__Assigned task__
Find each line below that includes "with", then copy it.

__Materials provided__
┌──
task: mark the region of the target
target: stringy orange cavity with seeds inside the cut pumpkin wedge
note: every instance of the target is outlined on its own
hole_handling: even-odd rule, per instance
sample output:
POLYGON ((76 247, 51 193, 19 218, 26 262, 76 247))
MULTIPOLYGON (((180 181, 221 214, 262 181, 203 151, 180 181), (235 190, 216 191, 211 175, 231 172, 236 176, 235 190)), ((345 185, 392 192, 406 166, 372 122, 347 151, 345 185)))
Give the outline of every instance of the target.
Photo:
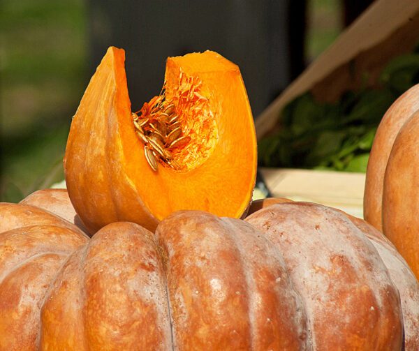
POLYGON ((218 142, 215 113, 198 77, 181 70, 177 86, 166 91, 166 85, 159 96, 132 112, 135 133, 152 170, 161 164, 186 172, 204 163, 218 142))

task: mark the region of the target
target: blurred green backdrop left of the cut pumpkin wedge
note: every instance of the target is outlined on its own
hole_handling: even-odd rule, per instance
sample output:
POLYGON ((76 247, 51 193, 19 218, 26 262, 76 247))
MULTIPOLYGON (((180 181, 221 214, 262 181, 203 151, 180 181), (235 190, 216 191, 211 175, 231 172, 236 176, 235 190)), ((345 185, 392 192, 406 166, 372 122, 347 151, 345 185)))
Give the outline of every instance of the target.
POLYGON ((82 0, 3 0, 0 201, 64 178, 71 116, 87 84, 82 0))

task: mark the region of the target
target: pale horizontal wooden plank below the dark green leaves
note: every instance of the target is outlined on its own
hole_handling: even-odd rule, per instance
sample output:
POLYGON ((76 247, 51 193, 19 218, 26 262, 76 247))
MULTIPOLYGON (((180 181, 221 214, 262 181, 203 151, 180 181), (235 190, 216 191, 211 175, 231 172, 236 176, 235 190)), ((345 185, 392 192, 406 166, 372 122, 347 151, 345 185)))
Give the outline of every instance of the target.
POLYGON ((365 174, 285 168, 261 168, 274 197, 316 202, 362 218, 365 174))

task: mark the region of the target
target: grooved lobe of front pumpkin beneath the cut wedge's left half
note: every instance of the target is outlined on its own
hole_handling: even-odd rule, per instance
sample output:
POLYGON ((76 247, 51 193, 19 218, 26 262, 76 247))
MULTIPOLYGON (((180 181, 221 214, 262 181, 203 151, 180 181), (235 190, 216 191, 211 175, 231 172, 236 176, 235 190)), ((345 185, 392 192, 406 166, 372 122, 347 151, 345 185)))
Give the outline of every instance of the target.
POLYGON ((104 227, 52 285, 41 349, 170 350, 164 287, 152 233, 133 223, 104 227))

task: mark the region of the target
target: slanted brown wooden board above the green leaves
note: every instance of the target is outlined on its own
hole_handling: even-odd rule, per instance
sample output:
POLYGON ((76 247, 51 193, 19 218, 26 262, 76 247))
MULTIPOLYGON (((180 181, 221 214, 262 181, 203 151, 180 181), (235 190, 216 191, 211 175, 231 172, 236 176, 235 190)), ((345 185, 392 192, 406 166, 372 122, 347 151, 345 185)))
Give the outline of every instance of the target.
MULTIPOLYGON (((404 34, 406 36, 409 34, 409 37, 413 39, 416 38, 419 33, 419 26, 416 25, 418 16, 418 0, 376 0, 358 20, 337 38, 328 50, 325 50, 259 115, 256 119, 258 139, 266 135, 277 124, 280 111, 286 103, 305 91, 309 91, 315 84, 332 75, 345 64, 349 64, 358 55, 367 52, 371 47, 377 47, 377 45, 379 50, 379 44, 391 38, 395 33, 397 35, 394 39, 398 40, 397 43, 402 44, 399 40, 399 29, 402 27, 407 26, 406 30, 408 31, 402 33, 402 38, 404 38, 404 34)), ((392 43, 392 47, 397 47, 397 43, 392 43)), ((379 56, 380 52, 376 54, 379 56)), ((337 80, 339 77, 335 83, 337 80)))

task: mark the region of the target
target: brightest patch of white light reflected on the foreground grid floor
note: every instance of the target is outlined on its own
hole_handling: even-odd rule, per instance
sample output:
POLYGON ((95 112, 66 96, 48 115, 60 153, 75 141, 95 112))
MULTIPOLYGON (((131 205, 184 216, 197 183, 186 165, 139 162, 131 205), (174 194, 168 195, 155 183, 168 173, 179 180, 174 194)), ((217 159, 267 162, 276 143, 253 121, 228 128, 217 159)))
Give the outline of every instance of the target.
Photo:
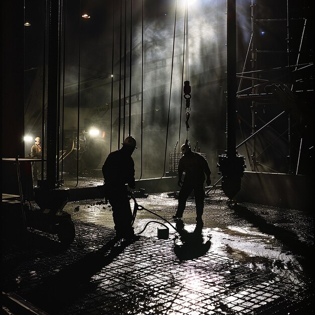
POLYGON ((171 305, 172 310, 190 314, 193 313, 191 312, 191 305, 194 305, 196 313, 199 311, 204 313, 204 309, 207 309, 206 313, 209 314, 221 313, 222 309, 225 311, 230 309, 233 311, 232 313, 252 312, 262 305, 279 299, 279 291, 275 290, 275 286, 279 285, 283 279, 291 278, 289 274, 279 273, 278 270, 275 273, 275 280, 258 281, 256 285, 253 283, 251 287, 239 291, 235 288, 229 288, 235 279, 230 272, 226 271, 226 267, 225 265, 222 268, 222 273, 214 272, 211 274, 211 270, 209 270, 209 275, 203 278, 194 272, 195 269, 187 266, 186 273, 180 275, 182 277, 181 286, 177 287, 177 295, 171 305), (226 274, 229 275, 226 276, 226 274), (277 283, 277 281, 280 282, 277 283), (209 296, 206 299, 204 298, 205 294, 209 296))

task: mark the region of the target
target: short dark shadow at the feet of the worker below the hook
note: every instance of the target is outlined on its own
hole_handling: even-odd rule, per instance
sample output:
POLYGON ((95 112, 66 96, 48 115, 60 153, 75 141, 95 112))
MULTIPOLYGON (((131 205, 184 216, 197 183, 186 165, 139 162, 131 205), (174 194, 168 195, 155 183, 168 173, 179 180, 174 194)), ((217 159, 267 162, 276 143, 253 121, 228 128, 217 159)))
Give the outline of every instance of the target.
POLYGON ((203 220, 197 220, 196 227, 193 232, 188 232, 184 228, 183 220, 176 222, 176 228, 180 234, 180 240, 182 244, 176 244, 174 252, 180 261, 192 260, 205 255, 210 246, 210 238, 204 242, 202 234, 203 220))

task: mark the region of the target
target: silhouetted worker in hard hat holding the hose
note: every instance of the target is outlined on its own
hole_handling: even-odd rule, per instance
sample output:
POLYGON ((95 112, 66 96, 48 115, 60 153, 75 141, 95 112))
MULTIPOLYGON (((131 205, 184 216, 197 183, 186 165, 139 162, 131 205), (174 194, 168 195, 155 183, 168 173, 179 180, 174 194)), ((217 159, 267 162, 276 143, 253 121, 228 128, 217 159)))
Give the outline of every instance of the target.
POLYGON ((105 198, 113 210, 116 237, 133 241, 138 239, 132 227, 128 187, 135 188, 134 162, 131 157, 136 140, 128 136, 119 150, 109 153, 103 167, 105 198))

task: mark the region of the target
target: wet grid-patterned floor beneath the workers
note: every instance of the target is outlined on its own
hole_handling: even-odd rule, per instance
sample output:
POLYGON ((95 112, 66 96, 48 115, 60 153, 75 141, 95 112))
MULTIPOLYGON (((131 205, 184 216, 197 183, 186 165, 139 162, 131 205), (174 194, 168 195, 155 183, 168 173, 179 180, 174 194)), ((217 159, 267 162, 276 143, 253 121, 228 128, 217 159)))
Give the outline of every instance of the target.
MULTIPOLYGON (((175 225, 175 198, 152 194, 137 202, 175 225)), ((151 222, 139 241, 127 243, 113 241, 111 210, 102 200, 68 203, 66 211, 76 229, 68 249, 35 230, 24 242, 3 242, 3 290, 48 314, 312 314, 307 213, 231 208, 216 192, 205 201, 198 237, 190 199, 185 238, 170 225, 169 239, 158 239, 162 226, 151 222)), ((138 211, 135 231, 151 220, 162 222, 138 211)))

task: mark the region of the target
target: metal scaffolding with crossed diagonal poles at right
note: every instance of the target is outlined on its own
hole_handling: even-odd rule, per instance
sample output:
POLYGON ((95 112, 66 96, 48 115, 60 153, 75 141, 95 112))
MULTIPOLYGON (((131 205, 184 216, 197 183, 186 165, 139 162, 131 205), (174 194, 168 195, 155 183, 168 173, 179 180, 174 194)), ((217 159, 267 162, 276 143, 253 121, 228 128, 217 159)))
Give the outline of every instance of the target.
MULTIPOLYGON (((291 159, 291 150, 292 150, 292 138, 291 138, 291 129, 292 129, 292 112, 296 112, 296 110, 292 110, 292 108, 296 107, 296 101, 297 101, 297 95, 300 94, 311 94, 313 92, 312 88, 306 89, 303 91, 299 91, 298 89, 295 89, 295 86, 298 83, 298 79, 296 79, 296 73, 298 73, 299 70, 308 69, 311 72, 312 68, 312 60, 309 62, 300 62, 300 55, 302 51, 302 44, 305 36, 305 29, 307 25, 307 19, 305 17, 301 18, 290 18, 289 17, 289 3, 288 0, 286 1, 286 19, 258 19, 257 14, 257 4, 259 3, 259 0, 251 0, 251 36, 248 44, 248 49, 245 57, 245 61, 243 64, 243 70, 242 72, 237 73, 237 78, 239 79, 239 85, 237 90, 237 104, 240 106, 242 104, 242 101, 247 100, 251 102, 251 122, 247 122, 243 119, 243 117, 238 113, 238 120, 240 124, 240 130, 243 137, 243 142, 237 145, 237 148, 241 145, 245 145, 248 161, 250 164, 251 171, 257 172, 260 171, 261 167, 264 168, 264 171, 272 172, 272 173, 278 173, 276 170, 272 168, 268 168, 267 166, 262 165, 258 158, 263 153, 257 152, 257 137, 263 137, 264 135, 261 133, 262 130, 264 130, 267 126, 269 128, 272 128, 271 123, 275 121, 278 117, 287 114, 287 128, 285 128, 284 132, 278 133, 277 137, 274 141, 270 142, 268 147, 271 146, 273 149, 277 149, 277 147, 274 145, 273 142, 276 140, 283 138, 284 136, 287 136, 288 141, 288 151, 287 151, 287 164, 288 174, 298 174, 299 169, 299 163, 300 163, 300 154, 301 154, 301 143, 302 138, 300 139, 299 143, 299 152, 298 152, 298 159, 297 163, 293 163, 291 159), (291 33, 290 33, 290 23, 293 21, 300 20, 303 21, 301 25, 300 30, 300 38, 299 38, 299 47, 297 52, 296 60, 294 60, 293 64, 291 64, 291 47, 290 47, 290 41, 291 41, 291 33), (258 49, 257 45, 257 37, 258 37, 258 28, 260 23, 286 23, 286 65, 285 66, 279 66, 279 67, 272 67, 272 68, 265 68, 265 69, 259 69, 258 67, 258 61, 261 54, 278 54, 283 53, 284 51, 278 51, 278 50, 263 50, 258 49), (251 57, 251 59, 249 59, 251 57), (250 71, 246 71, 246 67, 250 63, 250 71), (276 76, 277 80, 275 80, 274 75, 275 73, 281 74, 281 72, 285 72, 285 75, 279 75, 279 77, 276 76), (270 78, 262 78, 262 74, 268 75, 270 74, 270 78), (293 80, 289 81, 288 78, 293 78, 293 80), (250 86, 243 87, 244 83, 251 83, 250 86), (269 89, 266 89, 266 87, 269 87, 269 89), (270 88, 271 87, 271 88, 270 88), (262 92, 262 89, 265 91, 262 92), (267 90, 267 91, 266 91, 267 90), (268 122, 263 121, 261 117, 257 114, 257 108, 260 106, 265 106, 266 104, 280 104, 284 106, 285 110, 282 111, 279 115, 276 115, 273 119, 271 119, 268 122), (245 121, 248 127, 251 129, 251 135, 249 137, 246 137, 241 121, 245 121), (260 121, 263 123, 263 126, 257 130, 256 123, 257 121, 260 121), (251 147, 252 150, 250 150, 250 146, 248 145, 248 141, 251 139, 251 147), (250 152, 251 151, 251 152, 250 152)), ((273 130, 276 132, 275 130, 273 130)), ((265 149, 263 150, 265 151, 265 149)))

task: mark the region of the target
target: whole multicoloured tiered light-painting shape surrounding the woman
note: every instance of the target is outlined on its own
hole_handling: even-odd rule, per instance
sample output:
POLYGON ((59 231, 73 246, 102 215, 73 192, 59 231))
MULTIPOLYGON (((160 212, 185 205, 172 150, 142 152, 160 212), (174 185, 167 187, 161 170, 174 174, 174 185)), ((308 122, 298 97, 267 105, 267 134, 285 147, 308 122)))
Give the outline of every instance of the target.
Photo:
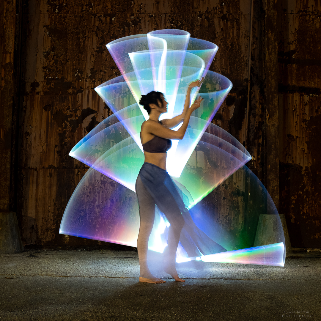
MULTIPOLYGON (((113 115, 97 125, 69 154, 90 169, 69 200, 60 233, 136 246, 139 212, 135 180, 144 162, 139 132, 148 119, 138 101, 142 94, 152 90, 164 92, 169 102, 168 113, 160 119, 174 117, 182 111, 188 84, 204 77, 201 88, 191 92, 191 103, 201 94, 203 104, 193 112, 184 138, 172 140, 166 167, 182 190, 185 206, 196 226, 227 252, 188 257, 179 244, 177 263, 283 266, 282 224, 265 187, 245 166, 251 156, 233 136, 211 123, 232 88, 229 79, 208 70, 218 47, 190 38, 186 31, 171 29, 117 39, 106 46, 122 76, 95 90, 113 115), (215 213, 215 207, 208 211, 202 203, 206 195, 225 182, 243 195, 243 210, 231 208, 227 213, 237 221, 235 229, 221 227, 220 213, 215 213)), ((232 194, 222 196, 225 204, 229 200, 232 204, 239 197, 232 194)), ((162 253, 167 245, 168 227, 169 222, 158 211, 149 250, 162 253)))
└──
__Exercise solution__
target: stringy orange cavity with seeds inside the cut pumpkin wedge
target: metal scaffolding with crossed diagonal poles at right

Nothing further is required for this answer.